### Problem to work on:
Line by line, restate the material word for word, omitting any image.

### Given data:
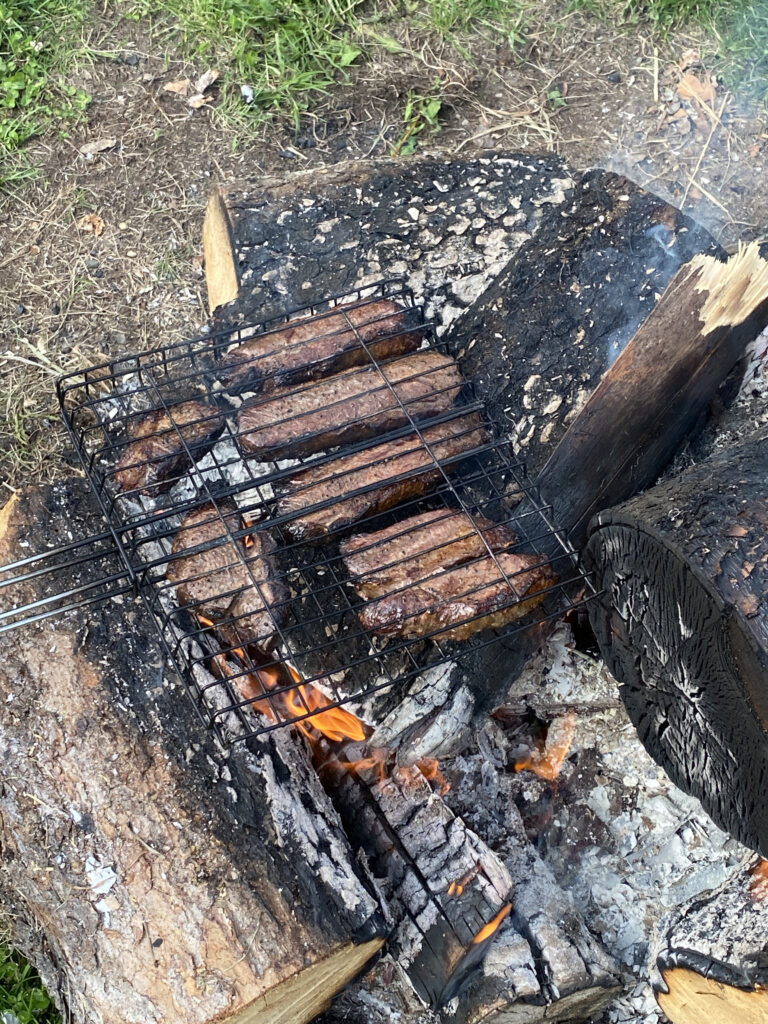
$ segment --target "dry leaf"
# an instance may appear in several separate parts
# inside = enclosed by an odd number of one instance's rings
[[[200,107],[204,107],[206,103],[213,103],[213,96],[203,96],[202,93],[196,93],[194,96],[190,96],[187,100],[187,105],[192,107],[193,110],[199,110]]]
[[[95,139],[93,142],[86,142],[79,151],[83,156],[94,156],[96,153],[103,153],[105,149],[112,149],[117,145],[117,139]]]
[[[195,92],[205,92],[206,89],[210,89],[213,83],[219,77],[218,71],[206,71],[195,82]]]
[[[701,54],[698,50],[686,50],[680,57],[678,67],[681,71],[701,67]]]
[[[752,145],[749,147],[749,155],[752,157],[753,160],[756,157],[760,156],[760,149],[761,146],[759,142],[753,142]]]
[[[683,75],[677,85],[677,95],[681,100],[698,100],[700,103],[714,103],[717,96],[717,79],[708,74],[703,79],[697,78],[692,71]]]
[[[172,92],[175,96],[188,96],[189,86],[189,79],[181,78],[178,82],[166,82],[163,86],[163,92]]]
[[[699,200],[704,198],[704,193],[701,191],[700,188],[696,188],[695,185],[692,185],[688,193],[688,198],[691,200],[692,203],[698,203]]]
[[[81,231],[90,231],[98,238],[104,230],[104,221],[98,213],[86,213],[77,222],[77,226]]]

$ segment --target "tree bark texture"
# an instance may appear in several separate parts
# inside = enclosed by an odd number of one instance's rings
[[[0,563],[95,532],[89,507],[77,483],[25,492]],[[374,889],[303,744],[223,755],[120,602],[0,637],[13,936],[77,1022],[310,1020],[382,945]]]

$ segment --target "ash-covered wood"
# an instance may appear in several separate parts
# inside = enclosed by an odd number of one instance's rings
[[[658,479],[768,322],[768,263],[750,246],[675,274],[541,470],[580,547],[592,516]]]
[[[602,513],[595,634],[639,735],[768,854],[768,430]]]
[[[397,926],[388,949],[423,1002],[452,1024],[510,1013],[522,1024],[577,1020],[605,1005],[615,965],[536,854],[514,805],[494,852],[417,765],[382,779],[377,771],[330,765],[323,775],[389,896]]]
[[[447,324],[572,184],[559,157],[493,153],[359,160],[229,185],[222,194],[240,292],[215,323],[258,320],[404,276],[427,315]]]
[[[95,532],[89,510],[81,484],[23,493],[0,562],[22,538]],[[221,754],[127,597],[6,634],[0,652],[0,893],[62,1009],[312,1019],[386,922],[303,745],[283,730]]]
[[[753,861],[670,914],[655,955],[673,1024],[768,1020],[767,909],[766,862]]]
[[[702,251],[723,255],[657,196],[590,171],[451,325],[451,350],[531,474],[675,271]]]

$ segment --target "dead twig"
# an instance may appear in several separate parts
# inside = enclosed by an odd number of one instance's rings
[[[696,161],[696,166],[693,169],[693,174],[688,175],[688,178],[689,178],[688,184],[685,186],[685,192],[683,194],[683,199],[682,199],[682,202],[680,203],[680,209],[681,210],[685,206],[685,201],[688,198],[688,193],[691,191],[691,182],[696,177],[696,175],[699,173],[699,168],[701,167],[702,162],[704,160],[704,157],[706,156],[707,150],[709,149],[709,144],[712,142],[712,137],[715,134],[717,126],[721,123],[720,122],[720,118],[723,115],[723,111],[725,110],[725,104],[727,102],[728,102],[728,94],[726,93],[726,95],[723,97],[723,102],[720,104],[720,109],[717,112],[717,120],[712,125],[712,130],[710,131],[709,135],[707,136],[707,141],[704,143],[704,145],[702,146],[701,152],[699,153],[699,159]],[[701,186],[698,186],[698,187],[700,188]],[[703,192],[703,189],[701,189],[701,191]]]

### Response to the task:
$ segment --target "dry leaf"
# an instance may appear in several separate parts
# inside = enclosed by an odd number of one instance's rings
[[[200,107],[204,107],[206,103],[213,103],[213,96],[203,96],[202,93],[196,93],[194,96],[190,96],[187,100],[187,105],[192,107],[193,110],[199,110]]]
[[[95,139],[93,142],[86,142],[79,151],[83,156],[94,156],[96,153],[103,153],[105,149],[112,149],[117,145],[117,139]]]
[[[195,92],[205,92],[206,89],[210,89],[213,83],[219,77],[218,71],[206,71],[195,82]]]
[[[701,54],[698,50],[686,50],[680,57],[678,67],[681,71],[701,67]]]
[[[752,145],[749,147],[749,155],[752,157],[753,160],[756,157],[760,156],[760,149],[761,146],[759,142],[753,142]]]
[[[683,75],[677,85],[677,95],[681,100],[698,100],[700,103],[714,103],[717,96],[717,79],[708,74],[703,79],[697,78],[692,71]]]
[[[172,92],[175,96],[188,96],[189,86],[189,79],[181,78],[178,82],[166,82],[163,86],[163,92]]]
[[[699,200],[704,198],[704,193],[701,191],[700,188],[696,188],[695,185],[692,185],[688,193],[688,198],[691,200],[692,203],[698,203]]]
[[[81,231],[90,231],[98,238],[104,230],[104,221],[98,213],[86,213],[77,222],[77,226]]]

$ segment --target "tree bark texture"
# an instance may appear in several separate parts
# inside = enclosed by an odd number of one instance's rings
[[[0,563],[95,532],[89,507],[77,483],[25,492]],[[374,889],[303,744],[223,755],[120,602],[0,637],[13,936],[77,1022],[310,1020],[382,945]]]

$ segment --target "ash-covered wood"
# an instance may appear in several separate parts
# inside = enclosed by an odd number of one instance's rings
[[[658,479],[768,322],[768,263],[750,246],[675,274],[541,470],[580,547],[592,516]]]
[[[602,513],[595,634],[639,735],[768,854],[768,430]]]
[[[397,926],[388,949],[423,1002],[452,1024],[510,1013],[522,1024],[577,1020],[605,1005],[615,965],[536,854],[514,805],[494,852],[417,765],[382,779],[377,771],[330,765],[323,775],[389,896]]]
[[[447,324],[572,184],[559,157],[493,153],[359,160],[229,185],[222,194],[240,292],[215,323],[258,320],[404,276],[427,315]]]
[[[95,532],[89,510],[81,484],[23,493],[0,562],[22,538]],[[221,754],[127,597],[6,634],[0,652],[0,893],[62,1009],[312,1019],[386,922],[303,745],[283,730]]]
[[[753,861],[670,914],[655,955],[673,1024],[768,1020],[767,909],[766,862]]]
[[[702,251],[723,255],[657,196],[590,171],[451,325],[451,350],[531,474],[675,271]]]

$ segment --target "dead twig"
# an instance may appear in several separate parts
# inside = enclosed by an odd number of one instance's rings
[[[696,161],[696,166],[693,169],[693,174],[688,175],[688,178],[689,178],[688,184],[685,186],[685,192],[683,194],[683,199],[682,199],[682,202],[680,203],[680,209],[681,210],[685,206],[685,201],[688,198],[688,193],[691,191],[691,182],[696,177],[696,175],[699,173],[699,168],[701,167],[702,162],[704,160],[704,157],[706,156],[707,150],[709,149],[709,144],[712,142],[712,137],[715,134],[717,126],[721,123],[720,122],[720,118],[723,115],[723,111],[725,110],[725,104],[727,102],[728,102],[728,94],[726,93],[726,95],[723,97],[723,102],[720,104],[720,109],[717,112],[717,120],[712,125],[712,130],[710,131],[709,135],[707,136],[707,141],[704,143],[704,145],[702,146],[701,152],[699,153],[699,159]],[[701,186],[698,186],[698,187],[700,188]],[[703,192],[703,189],[701,189],[701,191]]]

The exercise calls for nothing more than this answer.